Main Content

trainWordEmbedding

Train word embedding

Description

example

emb = trainWordEmbedding(filename) trains a word embedding using the training data stored in the text file filename. The file is a collection of documents stored in UTF-8 with one document per line and words separated by whitespace.

example

emb = trainWordEmbedding(documents) trains a word embedding using documents by creating a temporary file with writeTextDocument, and then trains an embedding using the temporary file.

example

emb = trainWordEmbedding(___,Name,Value) specifies additional options using one or more name-value pair arguments. For example, 'Dimension',50 specifies the word embedding dimension to be 50.

Examples

collapse all

Train a word embedding of dimension 100 using the example text file sonnetsPreprocessed.txt. This file contains preprocessed versions of Shakespeare's sonnets, with one sonnet per line and words separated by a space.

filename = "sonnetsPreprocessed.txt";
emb = trainWordEmbedding(filename)
Training: 100% Loss: 3.19099  Remaining time: 0 hours 0 minutes.
emb = 
  wordEmbedding with properties:

     Dimension: 100
    Vocabulary: ["thy"    "thou"    "love"    "thee"    "doth"    "mine"    "shall"    "eyes"    "sweet"    "time"    "nor"    "beauty"    "yet"    "art"    "heart"    "o"    "thine"    "hath"    "fair"    "make"    "still"    ...    ] (1x401 string)

View the word embedding in a text scatter plot using tsne.

words = emb.Vocabulary;
V = word2vec(emb,words);
XY = tsne(V);
textscatter(XY,words)

Material provided:
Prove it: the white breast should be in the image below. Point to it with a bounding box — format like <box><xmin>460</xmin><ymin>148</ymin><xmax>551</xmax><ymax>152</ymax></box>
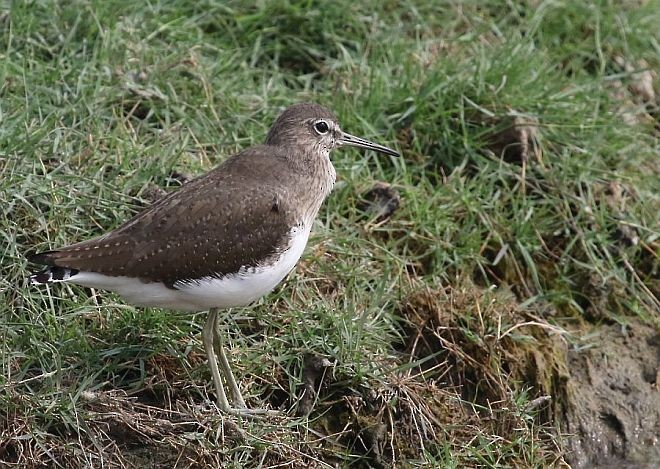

Things to do:
[a] Give again the passage of the trainWordEmbedding page from "Dimension: 100" up to and including "textscatter(XY,words)".
[b] According to the trainWordEmbedding page, how must the documents in the training text file be stored?
The lines are separate material with no connection to the trainWordEmbedding page.

Results by task:
[a]
Dimension: 100
    Vocabulary: ["thy"    "thou"    "love"    "thee"    "doth"    "mine"    "shall"    "eyes"    "sweet"    "time"    "nor"    "beauty"    "yet"    "art"    "heart"    "o"    "thine"    "hath"    "fair"    "make"    "still"    ...    ] (1x401 string)

View the word embedding in a text scatter plot using tsne.

words = emb.Vocabulary;
V = word2vec(emb,words);
XY = tsne(V);
textscatter(XY,words)

[b] In UTF-8, with one document per line and words separated by whitespace.